Directive: Collect every line in the records below that contains the word "black", and copy each one.

Stored rows:
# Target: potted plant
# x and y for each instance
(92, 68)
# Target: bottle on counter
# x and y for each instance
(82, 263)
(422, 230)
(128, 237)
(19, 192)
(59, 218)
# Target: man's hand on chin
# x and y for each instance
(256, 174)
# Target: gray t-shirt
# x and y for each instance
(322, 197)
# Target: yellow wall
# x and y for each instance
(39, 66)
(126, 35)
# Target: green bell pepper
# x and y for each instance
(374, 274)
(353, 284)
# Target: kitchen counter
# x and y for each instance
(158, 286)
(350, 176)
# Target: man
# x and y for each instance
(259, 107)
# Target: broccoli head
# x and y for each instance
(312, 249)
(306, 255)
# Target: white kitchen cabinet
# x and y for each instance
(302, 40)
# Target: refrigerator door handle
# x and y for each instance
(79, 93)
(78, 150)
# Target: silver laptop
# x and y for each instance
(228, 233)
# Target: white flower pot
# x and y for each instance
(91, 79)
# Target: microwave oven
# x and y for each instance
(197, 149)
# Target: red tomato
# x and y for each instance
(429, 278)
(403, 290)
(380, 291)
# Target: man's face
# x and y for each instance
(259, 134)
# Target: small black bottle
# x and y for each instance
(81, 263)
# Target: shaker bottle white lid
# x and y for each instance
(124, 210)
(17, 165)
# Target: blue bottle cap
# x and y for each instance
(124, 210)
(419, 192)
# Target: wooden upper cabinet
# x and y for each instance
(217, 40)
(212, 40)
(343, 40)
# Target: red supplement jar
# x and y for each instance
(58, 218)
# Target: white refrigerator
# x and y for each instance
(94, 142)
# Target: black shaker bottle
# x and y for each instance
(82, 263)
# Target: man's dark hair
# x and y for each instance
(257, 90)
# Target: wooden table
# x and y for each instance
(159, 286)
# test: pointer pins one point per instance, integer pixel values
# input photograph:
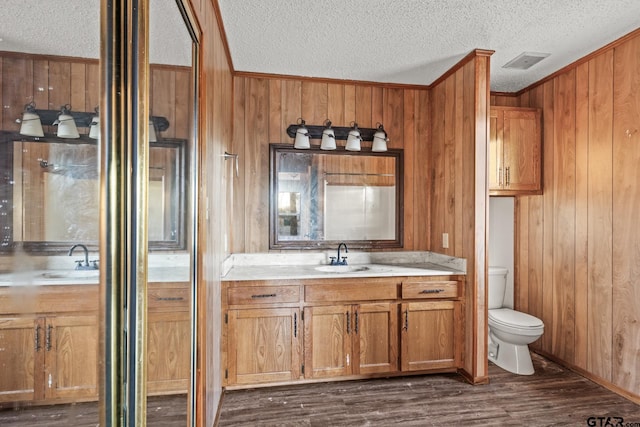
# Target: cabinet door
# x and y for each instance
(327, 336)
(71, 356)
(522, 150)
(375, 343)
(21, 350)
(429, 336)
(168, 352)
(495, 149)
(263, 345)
...
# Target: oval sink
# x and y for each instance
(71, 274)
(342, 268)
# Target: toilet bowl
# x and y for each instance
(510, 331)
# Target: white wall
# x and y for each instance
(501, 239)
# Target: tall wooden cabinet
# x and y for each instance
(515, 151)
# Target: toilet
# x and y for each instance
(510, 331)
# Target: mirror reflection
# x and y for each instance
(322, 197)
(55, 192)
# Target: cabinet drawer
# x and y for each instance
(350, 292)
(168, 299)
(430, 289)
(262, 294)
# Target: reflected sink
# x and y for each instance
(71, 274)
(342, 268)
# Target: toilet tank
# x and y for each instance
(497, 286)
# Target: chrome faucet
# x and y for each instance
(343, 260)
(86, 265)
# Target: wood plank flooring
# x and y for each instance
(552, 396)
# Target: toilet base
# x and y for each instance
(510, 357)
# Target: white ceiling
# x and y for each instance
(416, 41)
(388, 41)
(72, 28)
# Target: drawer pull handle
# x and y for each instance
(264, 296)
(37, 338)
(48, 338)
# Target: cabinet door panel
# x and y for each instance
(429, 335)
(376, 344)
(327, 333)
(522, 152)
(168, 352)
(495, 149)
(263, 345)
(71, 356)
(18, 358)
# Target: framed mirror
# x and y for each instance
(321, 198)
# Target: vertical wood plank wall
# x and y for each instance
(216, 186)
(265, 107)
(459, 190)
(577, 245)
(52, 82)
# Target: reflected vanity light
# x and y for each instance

Task response:
# Target: small black bottle
# Target: black shaker bottle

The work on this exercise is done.